─── Source passage

> Does that answer your questions? 

Thanks Ben, for taking the time to write. I did find your response (and 
Matt's too) both interesting and enlightening.


> > Node.js uses non-blocking I/O when it can and only falls back to a 
> > thread pool when it must. 

So, like file-system I/O, what would be other examples of Node employing 
the worker thread pool. It seems, knowing this would be one of the 
essentials to writing a scalable node app.


> > 3. If the RDBMS instance (say, MySQL) is co-located on the Node server 
box, 
> > then would it be correct 
>  
> Communication with the database normally takes place over a TCP or 
> UNIX socket, 

I see that you assume (or recommend) a specific setup of web apps... e.g. 
in which the DBMS server is on a dedicated box of its own. This, 
incidentally, is typically the case with  << C10K apps also. So, Node's 
evented nature won't magically obviate the need of a dedicated DBMS server. 
(Note that I've never really developed or deployed even a modest scale web 
app, let alone a C10K scalable app - hence all this newbie ignorance.)

On Thursday, March 24, 2016 at 7:52:05 AM UTC+5:30, Ben Noordhuis wrote:
>
> Hello Harry, replies inline.

──────
─── Entries supplied

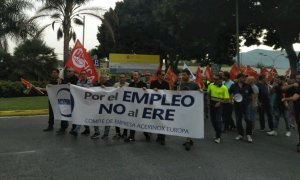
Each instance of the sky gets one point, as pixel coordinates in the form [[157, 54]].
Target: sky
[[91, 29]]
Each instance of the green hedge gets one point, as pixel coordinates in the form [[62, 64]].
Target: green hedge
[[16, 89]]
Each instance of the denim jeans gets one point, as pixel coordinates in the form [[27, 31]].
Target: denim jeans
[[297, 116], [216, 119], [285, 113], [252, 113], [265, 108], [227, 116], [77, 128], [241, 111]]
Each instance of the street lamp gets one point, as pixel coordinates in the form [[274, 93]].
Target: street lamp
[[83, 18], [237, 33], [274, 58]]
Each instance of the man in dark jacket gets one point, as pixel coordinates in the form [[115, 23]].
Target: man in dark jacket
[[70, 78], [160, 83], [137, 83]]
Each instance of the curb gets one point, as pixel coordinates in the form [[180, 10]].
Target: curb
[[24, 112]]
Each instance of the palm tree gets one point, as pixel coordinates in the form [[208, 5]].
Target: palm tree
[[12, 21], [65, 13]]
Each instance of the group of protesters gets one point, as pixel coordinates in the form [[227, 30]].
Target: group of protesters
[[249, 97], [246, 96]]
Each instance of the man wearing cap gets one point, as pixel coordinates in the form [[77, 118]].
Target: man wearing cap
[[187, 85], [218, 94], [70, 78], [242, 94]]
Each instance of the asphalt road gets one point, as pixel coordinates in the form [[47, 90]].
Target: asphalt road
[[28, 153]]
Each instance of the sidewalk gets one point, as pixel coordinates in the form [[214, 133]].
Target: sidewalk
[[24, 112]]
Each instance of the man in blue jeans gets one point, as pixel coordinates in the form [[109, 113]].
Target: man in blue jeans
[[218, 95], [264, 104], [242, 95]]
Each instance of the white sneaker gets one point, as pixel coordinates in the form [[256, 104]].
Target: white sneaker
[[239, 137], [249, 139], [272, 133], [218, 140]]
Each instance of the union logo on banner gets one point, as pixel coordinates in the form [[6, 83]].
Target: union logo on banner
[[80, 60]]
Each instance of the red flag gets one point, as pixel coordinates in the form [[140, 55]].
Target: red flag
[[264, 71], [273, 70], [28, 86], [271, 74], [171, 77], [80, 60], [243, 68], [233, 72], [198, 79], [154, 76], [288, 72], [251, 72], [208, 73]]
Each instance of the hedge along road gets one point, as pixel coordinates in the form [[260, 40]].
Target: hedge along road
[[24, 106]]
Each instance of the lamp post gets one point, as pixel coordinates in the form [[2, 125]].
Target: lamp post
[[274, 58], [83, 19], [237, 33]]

──────
─── Entries supplied

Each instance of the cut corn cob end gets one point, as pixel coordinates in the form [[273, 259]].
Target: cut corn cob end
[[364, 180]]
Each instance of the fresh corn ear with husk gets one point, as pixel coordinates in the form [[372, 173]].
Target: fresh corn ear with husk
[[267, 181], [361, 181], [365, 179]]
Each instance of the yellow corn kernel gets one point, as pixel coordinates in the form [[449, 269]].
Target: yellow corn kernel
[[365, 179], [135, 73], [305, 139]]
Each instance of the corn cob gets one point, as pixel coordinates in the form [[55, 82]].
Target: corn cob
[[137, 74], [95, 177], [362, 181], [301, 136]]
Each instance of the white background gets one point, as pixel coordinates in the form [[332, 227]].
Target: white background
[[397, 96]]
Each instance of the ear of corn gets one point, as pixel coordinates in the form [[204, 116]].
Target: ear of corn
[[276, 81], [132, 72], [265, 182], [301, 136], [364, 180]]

──────
─── Entries supplied

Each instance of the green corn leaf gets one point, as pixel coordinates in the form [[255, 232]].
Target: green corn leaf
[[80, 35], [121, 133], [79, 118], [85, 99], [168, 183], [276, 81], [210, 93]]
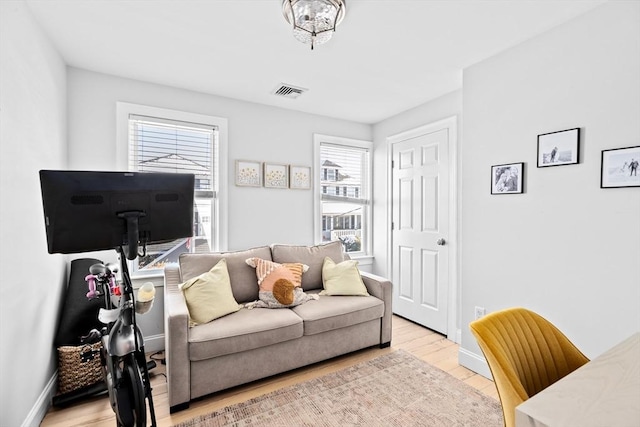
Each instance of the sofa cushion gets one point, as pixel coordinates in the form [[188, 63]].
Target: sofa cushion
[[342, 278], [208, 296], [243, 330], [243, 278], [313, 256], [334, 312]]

──────

▶ _Task brief_
In the Node.js forum thread, how does communication with the database normally take place?

▶ _The answer_
Over a TCP or UNIX socket.